= PAGE =
################

Fairy stories have been around since humans started living in groups. They are so ancient that no one can trace their origins, and they permeate every language and culture on earth. The most well-known collections of such stories include The Arabian Nights, Grimms’ Tales and the Kalila and Dimna version of The Tales of Bidpai. And there are wonderful country-specific collections, such as A K Ramanujan’s Indian stories and the Italian folktales collected by Italo Calvino. The way near-identical stories crop up across widely-separated countries and cultures seems to indicate a universal origin, as documented in the fascinating World Tales by Idries Shah. There is obviously something compelling about fairy stories which gives them an enduring appeal even in our contemporary world of fast food, fast information, fast travel and celebrity sensationalism.

The fairy story as a genre has been having a field day recently. So here I will be reviewing some of the more interesting books published in the past few years.

################

= ENTRIES =

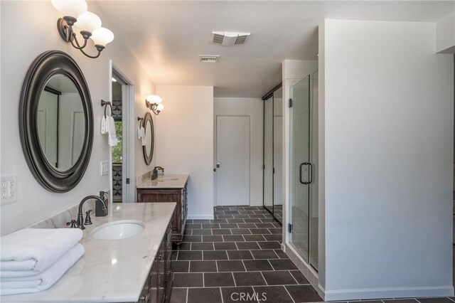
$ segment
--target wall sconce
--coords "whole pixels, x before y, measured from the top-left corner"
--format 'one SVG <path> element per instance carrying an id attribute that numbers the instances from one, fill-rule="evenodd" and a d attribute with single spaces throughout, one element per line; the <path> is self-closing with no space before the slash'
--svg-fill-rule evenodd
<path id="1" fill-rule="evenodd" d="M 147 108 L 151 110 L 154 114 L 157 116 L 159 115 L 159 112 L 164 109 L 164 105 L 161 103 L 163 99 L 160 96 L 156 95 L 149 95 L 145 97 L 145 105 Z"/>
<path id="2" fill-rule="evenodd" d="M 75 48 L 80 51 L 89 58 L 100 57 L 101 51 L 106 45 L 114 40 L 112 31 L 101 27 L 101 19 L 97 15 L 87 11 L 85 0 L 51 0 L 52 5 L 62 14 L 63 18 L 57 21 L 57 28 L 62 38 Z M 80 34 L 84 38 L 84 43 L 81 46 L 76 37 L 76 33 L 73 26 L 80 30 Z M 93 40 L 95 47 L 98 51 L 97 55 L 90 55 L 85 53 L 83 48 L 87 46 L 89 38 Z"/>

################

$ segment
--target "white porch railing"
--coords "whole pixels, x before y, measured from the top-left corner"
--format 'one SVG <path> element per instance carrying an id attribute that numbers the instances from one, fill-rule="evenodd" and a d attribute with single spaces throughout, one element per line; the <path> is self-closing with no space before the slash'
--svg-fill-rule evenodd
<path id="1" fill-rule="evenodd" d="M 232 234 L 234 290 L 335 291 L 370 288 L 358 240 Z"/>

################

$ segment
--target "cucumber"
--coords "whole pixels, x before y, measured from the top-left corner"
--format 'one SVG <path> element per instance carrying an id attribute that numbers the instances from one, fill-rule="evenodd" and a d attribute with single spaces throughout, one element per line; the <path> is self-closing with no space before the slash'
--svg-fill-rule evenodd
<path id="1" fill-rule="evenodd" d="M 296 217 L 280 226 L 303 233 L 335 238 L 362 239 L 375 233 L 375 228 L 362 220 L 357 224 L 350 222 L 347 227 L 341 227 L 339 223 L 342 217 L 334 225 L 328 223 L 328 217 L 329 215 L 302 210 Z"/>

################

= PROMPT 1 =
Answer these from the text on fairy stories:
(a) Which version of The Tales of Bidpai does the text name?
(b) Who collected the Italian folktales it mentions?
(c) What does the writer plan to review?
= PROMPT 2 =
Carry the text on fairy stories forward from its final sentence.

= OUTPUT 1 =
(a) The Kalila and Dimna version.
(b) Italo Calvino.
(c) Some of the more interesting books published in the past few years.

= OUTPUT 2 =
Grimm Tales for Young and Old

Philip Pullman’s new collection of re-told stories from Grimm starts with a clear and useful characterisation of the essential elements of fairy stories. Fairy stories are lean and hungry: everything is reduced to essentials. In fairy stories, the teller is anonymous. The action takes place long ago and far away, but neither time nor place is specified. They deploy a cast of stock characters – a woodcutter, a king, a wicked stepmother – and these are not named, except by a common first name such as Jack or Hans. They are like two-dimensional cut-out figures in a shadow-puppet play. Some characters are good, others evil; some are weak and some strong; some clever and some stupid; and that’s that. No subtlety or reflection is involved. The plots are arbitrary and devoid of logic: things happen, sometimes extremely violent things, but we are not told why, they just happen. And they happen fast – the story cuts immediately to the action and one thing follows another without a pause. There is rarely any imagery or description – the focus is all on the action. What is more, they are not texts in the literary sense, even if they have been written down. Stories evolved as oral performance, not as deliberate and permanent written text: ‘The fairy tale is in a perpetual state of becoming and alteration.’ They are outlines which the storyteller expands on: ‘Like jazz, storytelling is an art of performance.’ Pullman’s stance towards the Grimm stories he re-tells here was to ‘produce a version that was as clear as water’. He ‘didn’t want to put them in modern settings, or produce personal interpretations or compose poetic variations on the original’. By and large, that is just what he has done – offering us unadorned yet crystal-clear re-tellings of 53 of Grimm’s stories, ranging from the very well-known, such as Hansel and Gretel, to much less familiar stories, such as Jorinda and Joringel. It is an impressive achievement.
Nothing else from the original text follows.